### Exercise objective
Somewhere below is a line with "[[224, 271], [51, 163], [490, 28]]" and, later, a line with "[[492, 375], [453, 289], [591, 227], [365, 157]]"; repeat those two lines and all the lines between them, exactly as they are.

== Records supplied ==

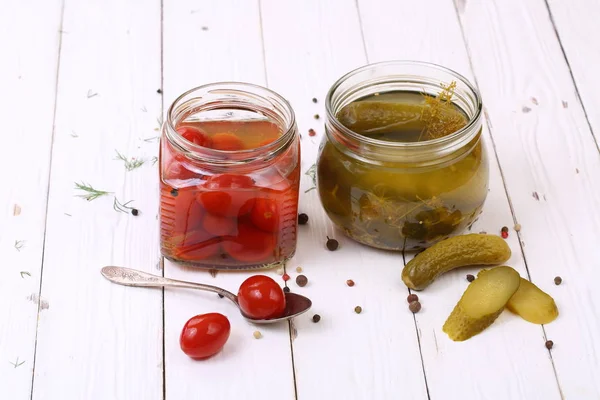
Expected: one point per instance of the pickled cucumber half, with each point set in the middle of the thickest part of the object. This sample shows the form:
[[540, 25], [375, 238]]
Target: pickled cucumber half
[[533, 304], [482, 303], [458, 251]]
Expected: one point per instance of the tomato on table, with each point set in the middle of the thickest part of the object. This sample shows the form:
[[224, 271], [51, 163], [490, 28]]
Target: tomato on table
[[265, 214], [195, 135], [217, 225], [251, 244], [227, 142], [260, 297], [227, 195], [204, 335]]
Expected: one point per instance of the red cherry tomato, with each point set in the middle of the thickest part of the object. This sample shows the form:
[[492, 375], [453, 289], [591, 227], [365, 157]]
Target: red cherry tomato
[[227, 142], [265, 214], [217, 225], [227, 195], [195, 136], [251, 245], [198, 245], [204, 335], [260, 297]]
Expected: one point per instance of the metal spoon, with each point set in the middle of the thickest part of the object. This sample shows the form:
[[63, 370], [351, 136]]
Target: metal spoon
[[294, 303]]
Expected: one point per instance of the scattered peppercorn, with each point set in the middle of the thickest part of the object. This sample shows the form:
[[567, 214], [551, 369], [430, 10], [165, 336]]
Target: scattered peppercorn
[[412, 297], [332, 244], [517, 227], [301, 280], [302, 219], [414, 307], [557, 280]]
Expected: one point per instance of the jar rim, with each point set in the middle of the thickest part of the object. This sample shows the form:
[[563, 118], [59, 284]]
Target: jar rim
[[235, 156], [448, 139]]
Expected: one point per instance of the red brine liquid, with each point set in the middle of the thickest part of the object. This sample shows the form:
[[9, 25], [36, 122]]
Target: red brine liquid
[[233, 217]]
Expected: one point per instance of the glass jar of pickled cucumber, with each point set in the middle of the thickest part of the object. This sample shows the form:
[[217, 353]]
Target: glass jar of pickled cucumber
[[229, 178], [402, 164]]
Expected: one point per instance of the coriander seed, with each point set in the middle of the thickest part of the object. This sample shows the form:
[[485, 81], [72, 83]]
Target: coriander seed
[[414, 307], [412, 297], [301, 280], [557, 280], [302, 219], [332, 244]]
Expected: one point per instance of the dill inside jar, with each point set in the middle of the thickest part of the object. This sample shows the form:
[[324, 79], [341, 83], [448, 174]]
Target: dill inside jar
[[402, 164]]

===

### Completed exercise
[[224, 271], [51, 163], [490, 28]]
Target: tomato on table
[[265, 214], [195, 135], [217, 225], [251, 244], [227, 142], [260, 297], [227, 195], [204, 335]]
Expected: one point per instance of the red cherry tomato, with each point set in the middle of the thickest part of the object. This sample shows the form:
[[492, 375], [453, 289], [591, 227], [365, 157]]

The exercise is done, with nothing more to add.